Excerpts from segmentation records:
**********
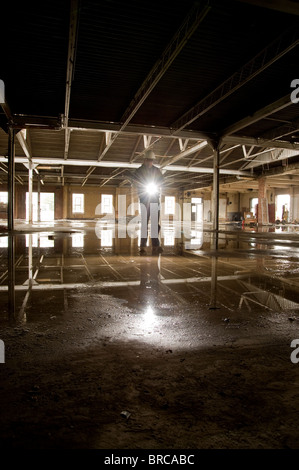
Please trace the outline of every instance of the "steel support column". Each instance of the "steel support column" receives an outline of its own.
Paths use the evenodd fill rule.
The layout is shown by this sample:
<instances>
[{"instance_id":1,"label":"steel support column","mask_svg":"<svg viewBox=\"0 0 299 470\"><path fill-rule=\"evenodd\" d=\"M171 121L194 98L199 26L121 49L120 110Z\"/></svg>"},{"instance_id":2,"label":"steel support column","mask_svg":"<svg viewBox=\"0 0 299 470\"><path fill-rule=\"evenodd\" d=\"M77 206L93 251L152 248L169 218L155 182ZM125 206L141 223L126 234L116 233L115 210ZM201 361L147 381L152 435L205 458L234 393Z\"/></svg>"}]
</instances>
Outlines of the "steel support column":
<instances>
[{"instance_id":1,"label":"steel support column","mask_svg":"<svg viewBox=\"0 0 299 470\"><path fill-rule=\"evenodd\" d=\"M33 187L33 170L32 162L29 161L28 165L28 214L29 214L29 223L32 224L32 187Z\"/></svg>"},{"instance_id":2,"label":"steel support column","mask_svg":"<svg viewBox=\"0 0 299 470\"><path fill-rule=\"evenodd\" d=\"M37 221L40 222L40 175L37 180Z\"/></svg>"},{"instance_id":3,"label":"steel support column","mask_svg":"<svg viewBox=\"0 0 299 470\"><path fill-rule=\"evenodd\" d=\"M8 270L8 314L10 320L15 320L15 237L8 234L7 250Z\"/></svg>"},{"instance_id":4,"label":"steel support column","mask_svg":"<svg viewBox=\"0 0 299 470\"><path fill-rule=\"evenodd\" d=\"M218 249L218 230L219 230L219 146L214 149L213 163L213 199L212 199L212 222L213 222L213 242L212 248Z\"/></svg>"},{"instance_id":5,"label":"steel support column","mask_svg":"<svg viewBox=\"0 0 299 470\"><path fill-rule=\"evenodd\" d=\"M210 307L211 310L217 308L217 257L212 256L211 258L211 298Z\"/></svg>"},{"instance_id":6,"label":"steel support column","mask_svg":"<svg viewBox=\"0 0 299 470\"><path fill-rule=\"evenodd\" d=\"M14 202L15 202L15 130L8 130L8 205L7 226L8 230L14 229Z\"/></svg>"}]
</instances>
**********
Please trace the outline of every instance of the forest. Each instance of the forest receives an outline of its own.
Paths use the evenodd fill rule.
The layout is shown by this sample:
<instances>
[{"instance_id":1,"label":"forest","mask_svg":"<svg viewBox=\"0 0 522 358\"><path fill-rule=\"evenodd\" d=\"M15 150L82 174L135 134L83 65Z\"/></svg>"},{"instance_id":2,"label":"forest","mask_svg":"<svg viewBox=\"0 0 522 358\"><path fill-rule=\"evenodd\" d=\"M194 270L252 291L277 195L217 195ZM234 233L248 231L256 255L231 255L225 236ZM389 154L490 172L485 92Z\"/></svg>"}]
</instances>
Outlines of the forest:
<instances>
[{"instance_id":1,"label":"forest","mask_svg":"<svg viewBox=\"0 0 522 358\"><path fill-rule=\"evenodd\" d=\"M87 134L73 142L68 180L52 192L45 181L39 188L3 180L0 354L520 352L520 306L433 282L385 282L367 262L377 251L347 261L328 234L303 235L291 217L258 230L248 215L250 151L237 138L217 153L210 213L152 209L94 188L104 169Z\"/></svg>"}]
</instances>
**********
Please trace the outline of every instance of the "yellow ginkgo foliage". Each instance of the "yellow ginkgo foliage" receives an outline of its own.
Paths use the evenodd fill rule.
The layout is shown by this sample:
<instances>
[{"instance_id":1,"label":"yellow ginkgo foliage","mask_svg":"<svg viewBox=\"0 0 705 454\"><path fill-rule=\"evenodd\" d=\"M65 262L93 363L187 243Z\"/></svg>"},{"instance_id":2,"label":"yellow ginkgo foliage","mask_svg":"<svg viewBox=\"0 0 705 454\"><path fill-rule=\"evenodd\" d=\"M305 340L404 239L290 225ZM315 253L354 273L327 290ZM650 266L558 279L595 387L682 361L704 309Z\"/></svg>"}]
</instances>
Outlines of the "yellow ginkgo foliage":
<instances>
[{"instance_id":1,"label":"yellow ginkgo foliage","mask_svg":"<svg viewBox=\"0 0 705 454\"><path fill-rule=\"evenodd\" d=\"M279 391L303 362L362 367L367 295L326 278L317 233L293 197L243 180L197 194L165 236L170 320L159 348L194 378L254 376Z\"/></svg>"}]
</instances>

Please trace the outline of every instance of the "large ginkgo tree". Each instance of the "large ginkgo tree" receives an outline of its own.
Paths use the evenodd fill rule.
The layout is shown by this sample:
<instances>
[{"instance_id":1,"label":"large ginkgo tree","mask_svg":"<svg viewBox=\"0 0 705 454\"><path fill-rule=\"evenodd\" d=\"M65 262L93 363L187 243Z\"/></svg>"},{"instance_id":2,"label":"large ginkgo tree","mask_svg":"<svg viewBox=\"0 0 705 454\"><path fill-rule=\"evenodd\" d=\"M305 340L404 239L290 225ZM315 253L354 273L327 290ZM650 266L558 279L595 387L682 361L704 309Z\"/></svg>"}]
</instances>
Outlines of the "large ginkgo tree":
**********
Job — Tally how many lines of the listing above contain the string "large", and reply with that number alone.

Answer for the task — 3